(Stored data entries)

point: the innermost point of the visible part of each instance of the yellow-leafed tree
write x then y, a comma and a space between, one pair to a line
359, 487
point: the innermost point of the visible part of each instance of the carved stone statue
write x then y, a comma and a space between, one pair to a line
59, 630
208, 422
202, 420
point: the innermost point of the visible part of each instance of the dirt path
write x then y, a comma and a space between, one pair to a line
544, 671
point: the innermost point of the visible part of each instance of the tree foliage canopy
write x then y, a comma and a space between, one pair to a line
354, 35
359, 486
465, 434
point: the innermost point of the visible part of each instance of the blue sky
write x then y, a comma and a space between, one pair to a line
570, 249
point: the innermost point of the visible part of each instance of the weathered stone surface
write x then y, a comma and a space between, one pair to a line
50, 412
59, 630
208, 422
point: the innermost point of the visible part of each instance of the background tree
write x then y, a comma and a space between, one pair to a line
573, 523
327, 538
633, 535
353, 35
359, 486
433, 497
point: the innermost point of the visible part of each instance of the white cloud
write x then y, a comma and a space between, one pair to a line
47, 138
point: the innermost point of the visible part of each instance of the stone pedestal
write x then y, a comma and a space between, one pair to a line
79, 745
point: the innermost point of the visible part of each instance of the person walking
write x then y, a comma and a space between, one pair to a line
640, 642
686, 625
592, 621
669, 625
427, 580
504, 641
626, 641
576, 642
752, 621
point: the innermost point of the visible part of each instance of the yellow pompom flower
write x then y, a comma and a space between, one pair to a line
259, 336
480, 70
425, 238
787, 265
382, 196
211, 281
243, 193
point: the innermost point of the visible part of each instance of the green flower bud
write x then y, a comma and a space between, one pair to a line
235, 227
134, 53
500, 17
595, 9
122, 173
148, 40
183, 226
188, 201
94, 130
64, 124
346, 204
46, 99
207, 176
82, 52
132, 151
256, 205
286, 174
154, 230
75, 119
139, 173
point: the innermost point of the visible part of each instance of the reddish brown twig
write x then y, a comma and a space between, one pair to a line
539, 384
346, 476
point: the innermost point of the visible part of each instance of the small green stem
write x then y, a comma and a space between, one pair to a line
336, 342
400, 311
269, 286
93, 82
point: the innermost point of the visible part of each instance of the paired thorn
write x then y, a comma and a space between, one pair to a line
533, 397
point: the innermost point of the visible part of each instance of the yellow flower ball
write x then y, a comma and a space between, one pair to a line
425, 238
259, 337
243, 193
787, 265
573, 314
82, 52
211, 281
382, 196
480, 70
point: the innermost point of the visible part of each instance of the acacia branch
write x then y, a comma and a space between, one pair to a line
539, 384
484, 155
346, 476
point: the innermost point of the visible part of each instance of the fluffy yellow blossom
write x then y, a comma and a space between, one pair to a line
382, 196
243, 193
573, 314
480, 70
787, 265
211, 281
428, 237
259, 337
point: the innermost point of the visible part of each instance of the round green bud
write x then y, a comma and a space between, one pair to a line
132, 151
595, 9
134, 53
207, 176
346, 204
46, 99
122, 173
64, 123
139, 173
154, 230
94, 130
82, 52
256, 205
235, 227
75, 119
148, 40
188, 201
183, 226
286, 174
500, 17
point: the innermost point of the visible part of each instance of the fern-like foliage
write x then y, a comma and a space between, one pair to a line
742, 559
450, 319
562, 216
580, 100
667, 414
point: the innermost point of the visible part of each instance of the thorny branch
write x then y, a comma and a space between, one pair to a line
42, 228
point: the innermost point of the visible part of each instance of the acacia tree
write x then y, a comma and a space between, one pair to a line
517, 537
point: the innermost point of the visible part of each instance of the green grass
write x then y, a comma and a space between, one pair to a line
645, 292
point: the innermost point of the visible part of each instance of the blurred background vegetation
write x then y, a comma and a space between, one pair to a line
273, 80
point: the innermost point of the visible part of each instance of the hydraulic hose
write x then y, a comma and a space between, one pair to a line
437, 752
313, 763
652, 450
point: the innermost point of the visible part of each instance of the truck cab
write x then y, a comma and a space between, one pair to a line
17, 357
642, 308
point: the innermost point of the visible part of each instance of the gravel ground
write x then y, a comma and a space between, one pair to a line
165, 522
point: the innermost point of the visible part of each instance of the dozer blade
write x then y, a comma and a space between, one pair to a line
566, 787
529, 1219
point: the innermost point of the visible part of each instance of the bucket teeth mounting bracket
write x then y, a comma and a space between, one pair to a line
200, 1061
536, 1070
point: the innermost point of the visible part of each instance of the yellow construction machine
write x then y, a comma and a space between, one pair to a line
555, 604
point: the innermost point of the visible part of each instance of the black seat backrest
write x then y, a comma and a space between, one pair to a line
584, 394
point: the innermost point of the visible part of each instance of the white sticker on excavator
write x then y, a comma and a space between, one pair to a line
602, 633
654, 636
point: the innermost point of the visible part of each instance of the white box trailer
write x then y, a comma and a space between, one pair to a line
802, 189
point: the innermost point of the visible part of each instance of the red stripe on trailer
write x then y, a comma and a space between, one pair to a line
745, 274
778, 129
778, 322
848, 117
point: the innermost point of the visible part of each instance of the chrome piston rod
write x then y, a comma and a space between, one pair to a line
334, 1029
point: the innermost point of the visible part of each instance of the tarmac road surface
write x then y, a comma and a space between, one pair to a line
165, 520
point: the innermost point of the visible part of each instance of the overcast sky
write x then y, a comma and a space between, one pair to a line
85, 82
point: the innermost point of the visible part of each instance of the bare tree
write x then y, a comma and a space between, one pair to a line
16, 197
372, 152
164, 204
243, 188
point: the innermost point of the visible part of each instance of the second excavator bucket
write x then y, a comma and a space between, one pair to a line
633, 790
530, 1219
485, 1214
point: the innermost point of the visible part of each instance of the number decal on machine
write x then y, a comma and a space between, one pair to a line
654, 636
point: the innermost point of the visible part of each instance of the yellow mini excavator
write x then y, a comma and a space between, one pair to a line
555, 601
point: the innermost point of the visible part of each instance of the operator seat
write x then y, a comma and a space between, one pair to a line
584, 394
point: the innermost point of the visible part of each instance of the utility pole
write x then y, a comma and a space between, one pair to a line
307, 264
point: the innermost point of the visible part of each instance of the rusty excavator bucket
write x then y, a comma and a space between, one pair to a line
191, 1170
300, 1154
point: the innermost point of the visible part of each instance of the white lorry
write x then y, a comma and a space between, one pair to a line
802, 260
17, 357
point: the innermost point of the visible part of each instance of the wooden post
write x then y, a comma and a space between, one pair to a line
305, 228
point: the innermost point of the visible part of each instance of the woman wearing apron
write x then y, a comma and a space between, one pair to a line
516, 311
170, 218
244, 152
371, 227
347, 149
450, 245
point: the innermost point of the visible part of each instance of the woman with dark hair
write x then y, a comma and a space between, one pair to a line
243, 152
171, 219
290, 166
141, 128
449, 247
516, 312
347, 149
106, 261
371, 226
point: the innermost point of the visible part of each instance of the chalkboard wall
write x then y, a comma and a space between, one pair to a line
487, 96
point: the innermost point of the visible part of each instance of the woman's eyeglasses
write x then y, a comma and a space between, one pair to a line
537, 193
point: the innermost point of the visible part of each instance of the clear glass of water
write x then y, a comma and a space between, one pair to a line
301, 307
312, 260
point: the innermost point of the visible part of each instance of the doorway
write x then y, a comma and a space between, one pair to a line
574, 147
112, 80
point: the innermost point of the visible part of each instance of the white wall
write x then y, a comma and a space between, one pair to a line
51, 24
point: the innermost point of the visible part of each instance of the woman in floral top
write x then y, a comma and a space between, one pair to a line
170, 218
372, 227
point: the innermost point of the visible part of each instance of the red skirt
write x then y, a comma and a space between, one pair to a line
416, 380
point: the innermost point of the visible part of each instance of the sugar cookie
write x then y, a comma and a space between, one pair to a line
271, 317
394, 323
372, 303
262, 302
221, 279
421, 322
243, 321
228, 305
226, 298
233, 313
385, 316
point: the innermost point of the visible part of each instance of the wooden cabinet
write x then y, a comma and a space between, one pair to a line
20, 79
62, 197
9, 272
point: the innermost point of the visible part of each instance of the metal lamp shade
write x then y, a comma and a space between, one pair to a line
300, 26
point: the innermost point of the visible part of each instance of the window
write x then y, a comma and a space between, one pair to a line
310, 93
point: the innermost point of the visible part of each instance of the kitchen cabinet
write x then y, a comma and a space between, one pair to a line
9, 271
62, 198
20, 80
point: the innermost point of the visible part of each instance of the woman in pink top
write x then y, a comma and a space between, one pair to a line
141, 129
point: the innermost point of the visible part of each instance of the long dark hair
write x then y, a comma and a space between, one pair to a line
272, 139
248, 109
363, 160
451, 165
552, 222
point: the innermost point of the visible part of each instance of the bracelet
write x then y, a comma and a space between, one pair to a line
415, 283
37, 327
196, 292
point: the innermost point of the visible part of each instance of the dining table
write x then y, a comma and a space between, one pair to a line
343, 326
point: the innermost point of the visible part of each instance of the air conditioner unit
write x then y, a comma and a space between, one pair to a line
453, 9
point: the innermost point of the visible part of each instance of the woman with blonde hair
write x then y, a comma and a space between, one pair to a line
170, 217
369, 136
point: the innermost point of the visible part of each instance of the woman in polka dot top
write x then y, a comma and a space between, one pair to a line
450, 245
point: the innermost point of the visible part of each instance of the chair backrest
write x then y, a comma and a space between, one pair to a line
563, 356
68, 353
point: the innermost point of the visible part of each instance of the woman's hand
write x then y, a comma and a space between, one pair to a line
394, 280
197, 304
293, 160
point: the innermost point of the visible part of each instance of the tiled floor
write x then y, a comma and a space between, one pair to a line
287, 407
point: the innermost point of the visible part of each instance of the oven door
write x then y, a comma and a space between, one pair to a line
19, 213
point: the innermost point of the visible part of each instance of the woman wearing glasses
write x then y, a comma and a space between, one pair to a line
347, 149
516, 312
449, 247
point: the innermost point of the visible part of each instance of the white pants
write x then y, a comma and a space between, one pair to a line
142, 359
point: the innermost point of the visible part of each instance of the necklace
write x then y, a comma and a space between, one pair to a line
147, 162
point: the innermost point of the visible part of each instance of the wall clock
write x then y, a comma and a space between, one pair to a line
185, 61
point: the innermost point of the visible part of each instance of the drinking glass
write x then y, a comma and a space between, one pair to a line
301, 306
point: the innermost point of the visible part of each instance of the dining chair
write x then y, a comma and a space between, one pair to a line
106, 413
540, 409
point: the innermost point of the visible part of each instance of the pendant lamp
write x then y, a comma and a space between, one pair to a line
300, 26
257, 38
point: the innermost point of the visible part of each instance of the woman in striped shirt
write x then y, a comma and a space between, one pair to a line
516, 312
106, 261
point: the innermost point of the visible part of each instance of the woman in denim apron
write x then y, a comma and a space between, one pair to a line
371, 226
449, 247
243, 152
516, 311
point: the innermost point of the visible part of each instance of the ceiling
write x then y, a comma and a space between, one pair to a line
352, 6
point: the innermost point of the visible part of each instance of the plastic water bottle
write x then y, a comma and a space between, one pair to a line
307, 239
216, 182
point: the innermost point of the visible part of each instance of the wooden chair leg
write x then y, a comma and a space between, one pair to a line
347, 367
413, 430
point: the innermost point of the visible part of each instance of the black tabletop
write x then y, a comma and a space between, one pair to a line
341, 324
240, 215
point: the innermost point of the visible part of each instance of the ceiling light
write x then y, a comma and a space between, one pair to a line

_Problem details:_ Update every line from the one containing "the ceiling light" through the end of the records, inclusive, swapping "innermost" for "most central" and keeping everything else the same.

_Exercise result:_
point: the most central point of the visible part of each instance of the ceiling light
write x then y, a comma and a space between, one pair to a line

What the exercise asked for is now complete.